Anavar isnt going to kill your cholesterol levels like some drugs (winny being one of the worst), but it may put your LDL/HDL profiles outside of the normal range. There are a few things that help, but as long as your not using 60+mg daily or running it for more than 10 weeks, i would just use flax...

1 - Flax Oil

Consuming lots of omega fatty acids promotes overall health, as well as helping to keep your lipid profile from becoming too bad.

2 - Policosanol

Used at 20mg daily to keep your HDL (good cholesterol) levels from crashing, and your LDL from becoming too high.

3 - Niacin

Preferably the flush free variety. If you wish, niacin can be used at 1-2g ED for a short period post-cycle to normalize HDL levels. Do not use for more than 7-14 days, as liver toxicity can be an issue when using those dosages of niacin for long periods of tim


----------



## 18351

I'v just started a course of anavar this week, after a lot of research I decided on:

Prochem labs Anavar, 50mg per day (1 tablet) for three weeks then up the dosage to 100mg per day for the final 3 weeks (2 tablets per day)

I'm taking it with milk thistle (for liver protection - many people say you dont need this but i'm using it just to be on the safe side) and also flaxseed oil to help cholestrol levels.

Im also taking 5mg or creatine with each protein shake (one in the morning, one after training)

and for PCT im doing nolva at 40/20/20/20

Hope this helps - pretty quick post as i'm in a rush, this is my first cycle, iv done a lot of research and decided on the above, but i'm tryin to be extra cautious so other peoples opinions may differ!

DATASET CONTENT
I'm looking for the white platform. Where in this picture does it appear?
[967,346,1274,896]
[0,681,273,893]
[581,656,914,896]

DIRECTIONS
Answer from the forum thread on Anavar and cholesterol:
1. What daily amount of policosanol does the thread give?
2. Which supplement does the poster starting a first cycle take for liver protection?
3. What nolva schedule does that poster use for PCT?

ANSWER
1. 20mg daily.
2. Milk thistle.
3. 40/20/20/20.